最高法院院长周强14日在谈论各级法院要做好意识形态工作时说:要坚决抵制西方“宪政民主”、“三权分立”、“司法独立”等错误思潮的影响,坚决同否定党的领导、诋毁中国特色社会主义法治道路和司法制度的错误言行作斗争,决不能落入西方错误思想和司法独立的陷阱。此说一出,立即引起民间舆论的强烈反响,于是,《环球时报》的胡主编又出来教训人了。

 

《环球时报》在16日发表了胡主编署名为单仁平的时评,题目叫做《‘司法独立’和依法独立办案有别》。在这篇评论里,胡主编玩弄概念游戏、强词夺理的惯技,说什么“周强是从西方‘三权分立’制度层面和意识形态层面谈我们不能落入‘司法独立’陷阱的,对于‘依法独立公正行使审判权检察权’,党坚定支持,全社会也达成了广泛共识。”

▶ 任务与练习:
#1 列出这段关于司法独立的文字中，周强所说要坚决抵制的各种错误思潮。
#2 请把这段关于司法独立的文字中从“最高法院院长周强14日在谈论”到“报》的胡主编又出来教训人了。”的部分一字不改地抄写下来。
这些数据用不到。

分割标注条目
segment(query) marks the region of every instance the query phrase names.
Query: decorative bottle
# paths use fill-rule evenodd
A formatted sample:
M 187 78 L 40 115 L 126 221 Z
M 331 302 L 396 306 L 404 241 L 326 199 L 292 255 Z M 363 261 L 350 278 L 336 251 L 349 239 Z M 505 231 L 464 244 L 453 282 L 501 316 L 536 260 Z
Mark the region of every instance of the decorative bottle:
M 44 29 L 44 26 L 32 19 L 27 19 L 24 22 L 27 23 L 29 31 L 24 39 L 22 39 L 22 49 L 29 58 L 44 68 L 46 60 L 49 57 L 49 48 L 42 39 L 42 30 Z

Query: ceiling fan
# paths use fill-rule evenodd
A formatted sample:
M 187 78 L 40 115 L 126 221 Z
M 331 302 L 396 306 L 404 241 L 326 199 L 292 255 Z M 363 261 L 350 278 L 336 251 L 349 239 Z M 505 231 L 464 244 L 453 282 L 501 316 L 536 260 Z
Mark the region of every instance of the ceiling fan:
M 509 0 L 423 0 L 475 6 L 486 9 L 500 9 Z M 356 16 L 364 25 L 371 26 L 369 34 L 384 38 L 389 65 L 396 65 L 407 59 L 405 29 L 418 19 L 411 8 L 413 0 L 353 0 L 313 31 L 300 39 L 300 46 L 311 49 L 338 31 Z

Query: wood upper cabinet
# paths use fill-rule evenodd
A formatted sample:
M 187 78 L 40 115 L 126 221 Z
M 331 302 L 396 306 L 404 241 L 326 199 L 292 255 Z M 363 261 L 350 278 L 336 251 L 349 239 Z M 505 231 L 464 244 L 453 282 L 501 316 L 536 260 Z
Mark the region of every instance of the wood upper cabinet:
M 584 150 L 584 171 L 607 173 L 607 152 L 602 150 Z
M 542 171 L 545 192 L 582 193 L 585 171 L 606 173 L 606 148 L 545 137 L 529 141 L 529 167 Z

▶ 各题答案:
#1 宪政民主、三权分立、司法独立

#2
最高法院院长周强14日在谈论各级法院要做好意识形态工作时说:要坚决抵制西方“宪政民主”、“三权分立”、“司法独立”等错误思潮的影响,坚决同否定党的领导、诋毁中国特色社会主义法治道路和司法制度的错误言行作斗争,决不能落入西方错误思想和司法独立的陷阱。此说一出,立即引起民间舆论的强烈反响,于是,《环球时报》的胡主编又出来教训人了。